REQUIRED ACTION 1: In the git workflow thread below, on what day of the week does Siaberry pull master?
REQUIRED ACTION 2: Using the one-line diagram in the git workflow thread below, list each kind of branch it shows, in the order it gives them.
REQUIRED ACTION 3: Carry the git workflow thread below forward from its last sentence.

Open tbenz9 opened 6 years ago
I can see the benefits of release branches, especially where it comes to helping keep a more stable master branch. Additionally building that workflow of having larger release branches now would benefit us in the long run as the dev team continues to grow and we potentially get to the point where we have multiple teams working on parallel projects. If nothing else I think it would make it easier to quickly see what all the changes for that release were so we can more easily communicate that to the community.
So new features will always be developed on branches of the "main" dev branch?
Exact implementation can be discussed. My initial thought is that: New features are developed on feature branches (exactly how it is now). Those feature branches will be merged into a "release branch" one for 1.3.4, 1.3.5, etc. Those release branches will be merged into master on day of general release.
Feature Branches (many) -> Release Branches (few) -> Master Branch (one)
Thanks for raising this up, @tbenz9. I think it's good to re-evaluate git workflow every once in a while.
That said, I think the current workflow is pretty close to optimal for Sia's needs at the moment.
Master is always stable. This is best practice for situations like Siaberry where it pulls master every Tuesday.
I don't think this should actually be a goal. The latest release is always stable, which I think is sufficient and what most clients expect. I don't know of any open source project where users are told that they can run an arbitrary snapshot of the master branch and expect release-grade code.
Siaberry in particular follows tons of poor practices out of ignorance. I reported to them two months ago that they were putting their users at risk by blindly upgrading to the latest master branch and they still haven't fixed the issue. They should be a non-consideration for deciding which workflow is ideal.

DATA TO EXAMINE:
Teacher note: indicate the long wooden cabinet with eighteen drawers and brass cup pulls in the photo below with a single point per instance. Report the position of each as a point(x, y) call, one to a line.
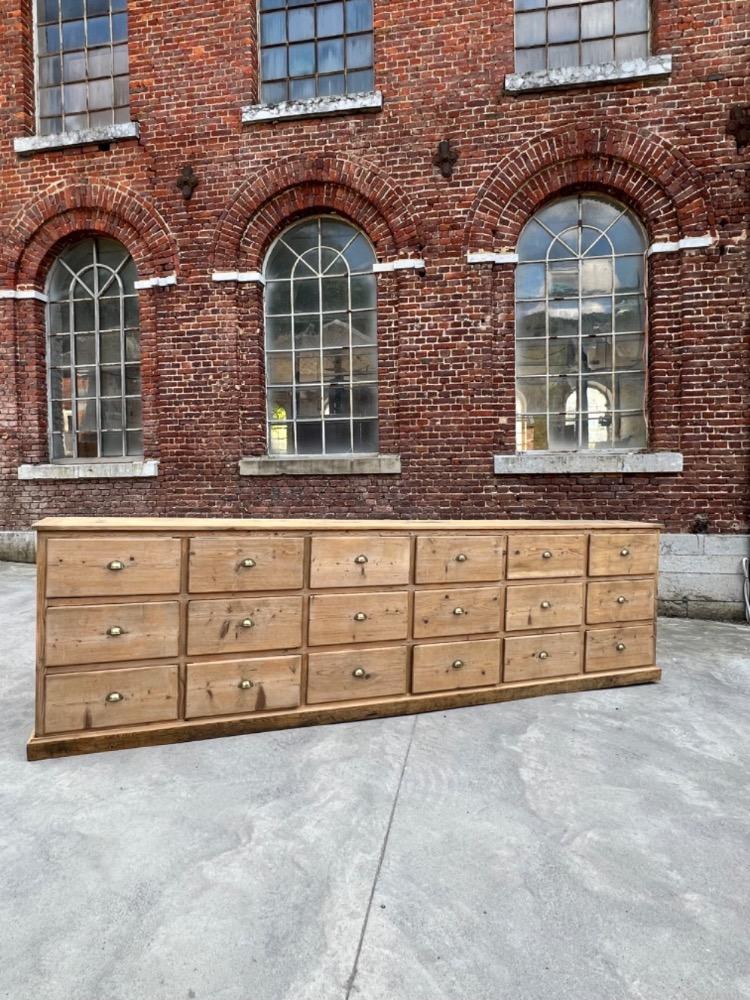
point(153, 631)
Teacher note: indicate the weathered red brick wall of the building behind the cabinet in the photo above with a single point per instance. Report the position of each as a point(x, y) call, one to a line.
point(447, 337)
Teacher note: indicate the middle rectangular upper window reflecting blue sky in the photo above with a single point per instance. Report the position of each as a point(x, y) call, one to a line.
point(315, 49)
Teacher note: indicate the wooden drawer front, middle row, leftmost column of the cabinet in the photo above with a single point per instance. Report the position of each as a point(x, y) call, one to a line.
point(108, 633)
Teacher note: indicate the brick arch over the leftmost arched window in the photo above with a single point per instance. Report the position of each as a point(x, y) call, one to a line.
point(27, 247)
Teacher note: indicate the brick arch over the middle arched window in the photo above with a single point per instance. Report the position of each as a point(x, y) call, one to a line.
point(266, 203)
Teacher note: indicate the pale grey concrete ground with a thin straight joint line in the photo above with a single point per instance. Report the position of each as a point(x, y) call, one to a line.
point(578, 847)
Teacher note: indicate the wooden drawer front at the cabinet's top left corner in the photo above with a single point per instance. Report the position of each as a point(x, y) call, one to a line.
point(112, 566)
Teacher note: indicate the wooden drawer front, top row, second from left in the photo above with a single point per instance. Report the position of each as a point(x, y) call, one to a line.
point(246, 563)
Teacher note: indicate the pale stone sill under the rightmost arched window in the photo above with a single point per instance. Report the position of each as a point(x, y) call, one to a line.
point(549, 463)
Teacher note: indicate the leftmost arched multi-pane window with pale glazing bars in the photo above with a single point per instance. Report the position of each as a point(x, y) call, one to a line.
point(93, 353)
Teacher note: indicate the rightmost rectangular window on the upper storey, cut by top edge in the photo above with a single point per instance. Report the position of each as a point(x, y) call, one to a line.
point(553, 34)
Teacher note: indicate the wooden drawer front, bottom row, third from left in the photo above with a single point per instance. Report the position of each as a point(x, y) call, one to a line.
point(362, 673)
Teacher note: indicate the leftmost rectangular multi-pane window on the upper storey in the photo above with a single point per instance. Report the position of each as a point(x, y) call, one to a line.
point(82, 64)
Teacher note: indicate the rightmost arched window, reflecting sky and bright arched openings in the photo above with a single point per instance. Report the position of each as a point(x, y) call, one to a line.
point(580, 328)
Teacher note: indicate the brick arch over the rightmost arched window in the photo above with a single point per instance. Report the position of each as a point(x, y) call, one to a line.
point(657, 181)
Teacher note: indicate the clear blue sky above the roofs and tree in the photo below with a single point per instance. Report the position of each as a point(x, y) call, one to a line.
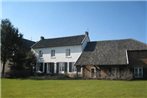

EXERCISE ANSWER 1: Tuesday

EXERCISE ANSWER 2: Feature Branches, Release Branches, Master Branch

EXERCISE ANSWER 3:
Development can begin on larger features earlier. Feature branches could be merged into any release branch based on the roadmap. In other words, features could be staged for future releases.
Isn't this already possible? Nothing is preventing feature branches today.
Easier Minor and patch releases. I believe Sia should be moving to more frequent patch releases for bug fixes with minor releases adding new features. (this is probably a separate discussion but this workflow would set us up for more frequent patch releases)
I don't think changing the branching strategy affects this. If we wanted to release a minor patch to 1.3.2 today, we could just check out the v1.3.2
tag, then cut a new release.
Am I misunderstanding?
Change is hard, this would require all Sia devs to modify their workflow slightly. ... Current outstanding PRs would need to be modified or resubmitted.
These are big. Not just for Nebulous Sia devs, but every Sia dev and contributor. Everyone who wants to contribute to Sia now has to learn which branch is the correct branch to submit to.
The only change I'd suggest is a small one.
Testing release candidates is very expensive. It requires contributors (and I'm assuming core devs) to run through a lot of scenarios manually to expose bugs that we can't catch with automated testing. Every time we have to cut a new release because RC1 was not stable enough, that's a huge setback and time sink for everyone involved.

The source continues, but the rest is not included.